> [Exercise brief]:
Read the data and repeat all of it exactly.

> [The records]:
-------

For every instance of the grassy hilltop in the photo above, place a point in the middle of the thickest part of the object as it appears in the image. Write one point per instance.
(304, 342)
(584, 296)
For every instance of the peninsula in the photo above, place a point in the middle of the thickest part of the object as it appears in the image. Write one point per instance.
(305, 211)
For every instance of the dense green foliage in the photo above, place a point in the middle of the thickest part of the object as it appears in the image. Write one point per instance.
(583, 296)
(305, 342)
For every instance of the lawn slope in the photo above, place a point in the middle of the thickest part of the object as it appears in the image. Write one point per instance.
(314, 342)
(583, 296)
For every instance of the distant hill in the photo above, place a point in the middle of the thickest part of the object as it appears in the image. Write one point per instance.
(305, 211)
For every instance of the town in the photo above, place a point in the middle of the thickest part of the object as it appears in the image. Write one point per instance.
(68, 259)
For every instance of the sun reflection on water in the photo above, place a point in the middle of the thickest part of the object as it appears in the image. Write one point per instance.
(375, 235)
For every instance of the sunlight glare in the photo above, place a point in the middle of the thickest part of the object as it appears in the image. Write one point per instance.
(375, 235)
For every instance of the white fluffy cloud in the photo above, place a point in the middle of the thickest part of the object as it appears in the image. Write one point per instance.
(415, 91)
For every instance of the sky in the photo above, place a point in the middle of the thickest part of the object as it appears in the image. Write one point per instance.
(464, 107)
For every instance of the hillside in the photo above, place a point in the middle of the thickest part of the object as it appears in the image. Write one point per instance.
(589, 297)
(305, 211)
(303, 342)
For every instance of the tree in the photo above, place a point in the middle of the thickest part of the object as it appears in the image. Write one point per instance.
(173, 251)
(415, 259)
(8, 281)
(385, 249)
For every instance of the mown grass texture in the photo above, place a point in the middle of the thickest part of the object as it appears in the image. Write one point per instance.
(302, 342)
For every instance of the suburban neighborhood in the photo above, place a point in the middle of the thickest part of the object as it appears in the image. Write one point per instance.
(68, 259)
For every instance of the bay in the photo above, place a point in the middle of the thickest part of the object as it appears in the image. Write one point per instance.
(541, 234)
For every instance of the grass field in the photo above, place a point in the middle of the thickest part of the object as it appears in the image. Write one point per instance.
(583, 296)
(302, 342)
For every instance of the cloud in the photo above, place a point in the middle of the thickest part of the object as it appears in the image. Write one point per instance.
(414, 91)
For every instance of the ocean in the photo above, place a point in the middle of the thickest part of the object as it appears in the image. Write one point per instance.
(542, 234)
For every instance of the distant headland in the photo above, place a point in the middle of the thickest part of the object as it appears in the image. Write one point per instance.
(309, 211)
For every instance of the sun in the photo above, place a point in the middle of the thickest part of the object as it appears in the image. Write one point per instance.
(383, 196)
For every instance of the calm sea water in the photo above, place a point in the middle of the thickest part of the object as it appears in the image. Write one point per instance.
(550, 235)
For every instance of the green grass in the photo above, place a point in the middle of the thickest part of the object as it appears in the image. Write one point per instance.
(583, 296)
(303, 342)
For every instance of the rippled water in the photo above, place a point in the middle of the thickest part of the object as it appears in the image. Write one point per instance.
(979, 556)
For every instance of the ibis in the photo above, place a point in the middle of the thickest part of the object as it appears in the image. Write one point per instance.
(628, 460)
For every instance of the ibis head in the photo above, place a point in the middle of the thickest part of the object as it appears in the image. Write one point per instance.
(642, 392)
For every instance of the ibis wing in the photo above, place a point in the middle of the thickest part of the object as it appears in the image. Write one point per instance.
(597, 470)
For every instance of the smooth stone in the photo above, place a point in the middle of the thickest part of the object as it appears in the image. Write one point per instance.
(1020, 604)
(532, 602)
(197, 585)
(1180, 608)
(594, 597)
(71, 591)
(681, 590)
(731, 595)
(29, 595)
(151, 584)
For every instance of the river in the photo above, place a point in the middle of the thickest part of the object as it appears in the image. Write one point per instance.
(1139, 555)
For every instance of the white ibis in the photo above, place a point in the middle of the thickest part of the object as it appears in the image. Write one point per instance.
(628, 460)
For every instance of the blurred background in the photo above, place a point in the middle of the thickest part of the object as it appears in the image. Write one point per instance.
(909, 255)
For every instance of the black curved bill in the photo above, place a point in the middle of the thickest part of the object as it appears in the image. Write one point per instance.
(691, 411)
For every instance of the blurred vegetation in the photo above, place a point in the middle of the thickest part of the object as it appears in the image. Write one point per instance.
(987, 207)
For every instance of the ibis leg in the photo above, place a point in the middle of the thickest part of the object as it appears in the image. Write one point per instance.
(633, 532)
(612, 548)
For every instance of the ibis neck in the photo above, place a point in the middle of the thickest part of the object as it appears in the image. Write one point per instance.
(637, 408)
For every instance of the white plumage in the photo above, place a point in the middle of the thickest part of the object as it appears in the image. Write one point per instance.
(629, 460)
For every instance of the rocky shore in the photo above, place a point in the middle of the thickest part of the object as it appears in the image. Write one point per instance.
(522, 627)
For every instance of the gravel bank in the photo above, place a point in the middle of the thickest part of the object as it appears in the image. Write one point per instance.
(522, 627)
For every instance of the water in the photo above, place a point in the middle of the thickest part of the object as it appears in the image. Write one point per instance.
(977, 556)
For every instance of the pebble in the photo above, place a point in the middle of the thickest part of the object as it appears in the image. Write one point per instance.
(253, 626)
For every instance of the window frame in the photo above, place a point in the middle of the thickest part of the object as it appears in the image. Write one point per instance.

-------

> [Reply to the exercise]:
For every instance of the grassy hilltop in the photo above, place a point in the middle of the thickest part of the object as it appears in the image. Write one point per instance.
(304, 342)
(584, 296)
For every instance of the peninsula in the photo above, place a point in the middle of the thickest part of the object as it appears in the image. Write one point per instance.
(305, 211)
For every instance of the dense green foliage in the photo above, place a point in the middle of the thickest part of the object as it appears in the image. Write one point per instance.
(583, 296)
(305, 342)
For every instance of the lawn slope in the photo above, place a point in the middle of the thickest part of the object as it appears in the image. Write one point per instance.
(314, 342)
(583, 296)
For every instance of the distant hill in the photo above, place a point in the middle of the thickest part of the object as it appears in the image. Write one point per instance.
(305, 211)
For every instance of the town in the photo above, place a point in the middle of the thickest part of the object as it appears in the image. Write one point per instance.
(68, 259)
For every instance of the sun reflection on water in the photo above, place a point in the middle of the thickest part of the object as it appears in the image. Write one point per instance.
(375, 235)
For every instance of the sunlight glare in the photo above, place a point in the middle of the thickest part of the object as it appears in the image. Write one point per instance.
(375, 235)
For every instance of the white fluffy cloud in the photo above, place a point in the middle of the thickest part of the object as it appears in the image. Write one point per instance.
(415, 91)
For every instance of the sky in the photo above, place a point in the middle of the thickest part of the object as it appears in the image. Write one point per instance.
(464, 107)
For every instance of the hillside in the photo above, place a point in the middle of the thickest part of the object as it appears in the image. Write one point per instance.
(589, 297)
(305, 211)
(303, 342)
For every instance of the tree in the photo above, place a point in the middle of the thickest part of the object as it appears in the image. Write one point per instance.
(173, 251)
(415, 259)
(8, 281)
(385, 249)
For every instance of the mown grass texture in the photo above, place a point in the middle of the thickest part of the object as it appears in the image. Write one point per instance.
(302, 342)
For every instance of the suburban neighborhood in the photo above, place a point in the middle of the thickest part of the object as it appears in the image. Write one point per instance.
(68, 259)
For every instance of the bay in the photo above, place a point in the middle of the thickest part of the object as it appears in the image. Write one point per instance.
(541, 234)
For every instance of the grass field in the photo above, place a point in the middle of the thickest part of the object as it appears in the image. Write one point per instance.
(583, 296)
(302, 342)
For every instance of the cloud in the photo above, place a point in the middle of the thickest part of the object as it appears in the image. Write one point per instance.
(414, 91)
For every instance of the ocean in the photo above, place a point in the middle of the thickest part of the object as it appears in the image. Write one point per instance.
(542, 234)
For every instance of the distant headland in the photo above, place a point in the middle of the thickest part of the object as it appears in the image. Write one point per instance.
(309, 211)
For every instance of the sun in the photo above, place a point in the middle of the thickest part of the object as it appears in the image. Write one point per instance.
(383, 196)
For every instance of the calm sea water in the photo above, place a point in the middle of the thickest part of the object as it appears in the image. Write one point per instance.
(550, 235)
For every instance of the green grass in the photo above, place a point in the middle of the thickest part of the object as it appears in the image. Write one point per instance.
(583, 296)
(303, 342)
For every instance of the rippled water in the photo above, place a point in the middle of the thickest part of the object as it appears in the image. Write one point per instance.
(979, 556)
For every instance of the ibis in the photo above, place a point in the middle of the thickest part of the object as it appears in the image. Write one point per instance.
(628, 460)
For every instance of the ibis head in the photo above, place a point in the middle of the thickest part of the object as it appears in the image. Write one point per instance.
(642, 392)
For every instance of the ibis wing in the photo above, place a point in the middle of the thickest part of the object as it appears in the image. Write one point per instance.
(597, 470)
For every instance of the smooth stone in the photo above, place a point in the middle of the thickest part of the object as it appears in the image. Write one point per instance.
(1020, 604)
(532, 602)
(197, 585)
(1180, 608)
(594, 597)
(71, 591)
(681, 590)
(731, 595)
(29, 595)
(151, 584)
For every instance of the river in the photo above, place a point in the middle of the thickest part of the object as it appears in the image. Write one point per instance.
(1139, 555)
For every instance of the white ibis in the photo above, place a point in the middle of the thickest part of the object as it appears in the image. Write one point per instance.
(628, 460)
For every instance of the blurred background in the photo above, place a point in the middle of the thickest part of the object as it appears in the image. Write one point per instance.
(909, 255)
For every instance of the black curved bill in the photo above, place a point in the middle of the thickest part of the object as it appears in the image. Write one point per instance.
(691, 411)
For every instance of the blurred vegetation in the photo above, place a point in the middle of the thickest part of the object as it appears in the image. Write one point per instance.
(987, 207)
For every instance of the ibis leg in the photo above, place a point in the middle of the thickest part of the object as it appears in the image. Write one point per instance.
(633, 532)
(612, 548)
For every instance of the ibis neck in the photo above, place a point in the middle of the thickest part of the object as it appears in the image. Write one point per instance.
(637, 408)
For every instance of the white plumage in the photo above, place a point in the middle of the thickest part of the object as it appears in the image. Write one point per instance.
(629, 460)
For every instance of the rocky shore in the photo above, place a point in the middle of the thickest part of the object as it appears in the image. Write one point per instance.
(522, 627)
For every instance of the gravel bank in the photo above, place a point in the middle of the thickest part of the object as it appears in the image. Write one point per instance.
(522, 627)
For every instance of the water in the photo above, place a point in the middle of the thickest part of the object as it appears in the image. Write one point per instance.
(977, 556)
For every instance of the pebble in the photo above, place a point in the middle of the thickest part of the object as it appears in the image. Write one point per instance.
(253, 626)
For every instance of the window frame in the photo above, place a point in the middle of the thickest part of the object as it appears in the image. Write one point per instance.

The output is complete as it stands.